_PASSAGE GIVEN_
:::::

Click above to listen to this article as a ghost story. No need to wait for Christmas.
The word scrooge has entered common parlance to mean anyone who grumbles incessantly at the joyous occasion of Christmas. Over a certain age, that’s all of us, to some degree. It comes from the character Ebenezer Scrooge, the protagonist in Charles Dickens’s story A Christmas Carol.
This short story is famed for the visitations upon Scrooge, as he is conducted unseen into the past, present and future by Ghosts of Christmas, of which he is forwarned by the ghost of his deceased partner, Joseph Marley. They are not the only ghosts in this story, however; there are two more.
They were a boy and a girl. Yellow, meagre, ragged, scowling, wolfish; but prostrate too, in their humility … No change, no degradation, no perversion of humanity, in any grade, through all the mysteries of wonderful creation, has monsters half so horrible and dread.

:::::

Coordinate annotation listing:
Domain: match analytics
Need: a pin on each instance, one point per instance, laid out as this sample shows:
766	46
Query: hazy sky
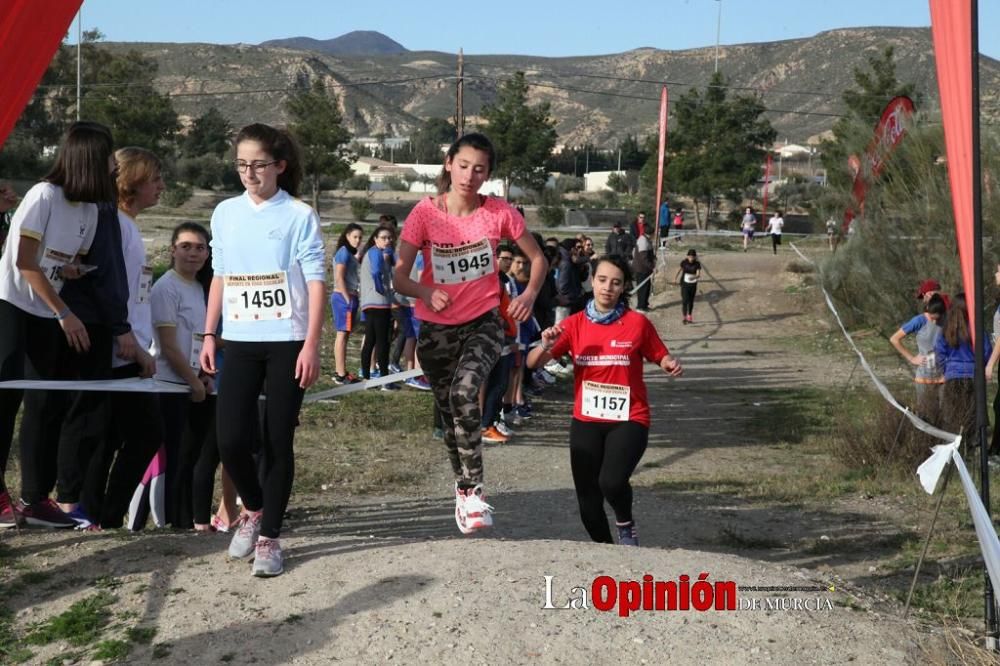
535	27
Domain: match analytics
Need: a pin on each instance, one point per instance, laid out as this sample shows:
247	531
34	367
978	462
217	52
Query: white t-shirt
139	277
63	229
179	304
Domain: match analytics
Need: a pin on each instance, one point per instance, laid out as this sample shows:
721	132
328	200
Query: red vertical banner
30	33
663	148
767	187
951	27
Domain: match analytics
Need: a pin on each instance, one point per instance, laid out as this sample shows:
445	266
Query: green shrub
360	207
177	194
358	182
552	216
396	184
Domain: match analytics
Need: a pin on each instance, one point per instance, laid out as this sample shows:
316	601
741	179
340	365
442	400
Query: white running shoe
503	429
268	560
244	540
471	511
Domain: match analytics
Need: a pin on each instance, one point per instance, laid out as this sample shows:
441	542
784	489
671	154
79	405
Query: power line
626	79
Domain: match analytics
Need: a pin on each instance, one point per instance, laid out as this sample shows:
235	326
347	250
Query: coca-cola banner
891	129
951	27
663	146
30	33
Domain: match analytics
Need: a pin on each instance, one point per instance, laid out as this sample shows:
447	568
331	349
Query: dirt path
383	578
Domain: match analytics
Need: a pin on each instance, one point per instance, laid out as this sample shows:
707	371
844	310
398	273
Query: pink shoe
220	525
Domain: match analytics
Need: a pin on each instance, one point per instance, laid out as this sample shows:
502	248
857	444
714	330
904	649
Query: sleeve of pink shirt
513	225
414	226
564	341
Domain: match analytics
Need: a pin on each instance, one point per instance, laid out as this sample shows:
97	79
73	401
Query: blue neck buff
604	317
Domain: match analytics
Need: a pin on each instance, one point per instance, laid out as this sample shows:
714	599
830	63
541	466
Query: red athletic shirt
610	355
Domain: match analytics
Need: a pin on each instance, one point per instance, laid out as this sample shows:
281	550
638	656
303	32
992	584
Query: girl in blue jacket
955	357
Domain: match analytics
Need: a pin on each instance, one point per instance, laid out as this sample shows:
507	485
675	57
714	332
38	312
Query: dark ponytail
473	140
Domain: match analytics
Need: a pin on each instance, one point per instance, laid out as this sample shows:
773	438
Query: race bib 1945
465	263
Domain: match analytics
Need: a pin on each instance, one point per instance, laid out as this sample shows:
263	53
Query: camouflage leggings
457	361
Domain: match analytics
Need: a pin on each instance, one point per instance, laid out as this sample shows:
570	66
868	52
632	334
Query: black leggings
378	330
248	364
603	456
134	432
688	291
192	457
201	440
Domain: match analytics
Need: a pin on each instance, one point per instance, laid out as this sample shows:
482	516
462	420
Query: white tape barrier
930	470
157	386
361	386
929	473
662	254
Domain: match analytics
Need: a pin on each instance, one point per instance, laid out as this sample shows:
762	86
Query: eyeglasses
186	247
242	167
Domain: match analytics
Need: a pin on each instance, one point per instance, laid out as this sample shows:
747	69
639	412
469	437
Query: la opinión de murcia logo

:::::

_REQUESTS_
• 1. Write out the passage on A Christmas Carol word for word, starting with "This short story" and going on through "horrible and dread.".
• 2. According to the passage on A Christmas Carol, what does the word scrooge mean in common parlance?

_RESPONSES TO THE EXERCISE_
• 1.
This short story is famed for the visitations upon Scrooge, as he is conducted unseen into the past, present and future by Ghosts of Christmas, of which he is forwarned by the ghost of his deceased partner, Joseph Marley. They are not the only ghosts in this story, however; there are two more.
They were a boy and a girl. Yellow, meagre, ragged, scowling, wolfish; but prostrate too, in their humility … No change, no degradation, no perversion of humanity, in any grade, through all the mysteries of wonderful creation, has monsters half so horrible and dread.

• 2. Anyone who grumbles incessantly at the joyous occasion of Christmas.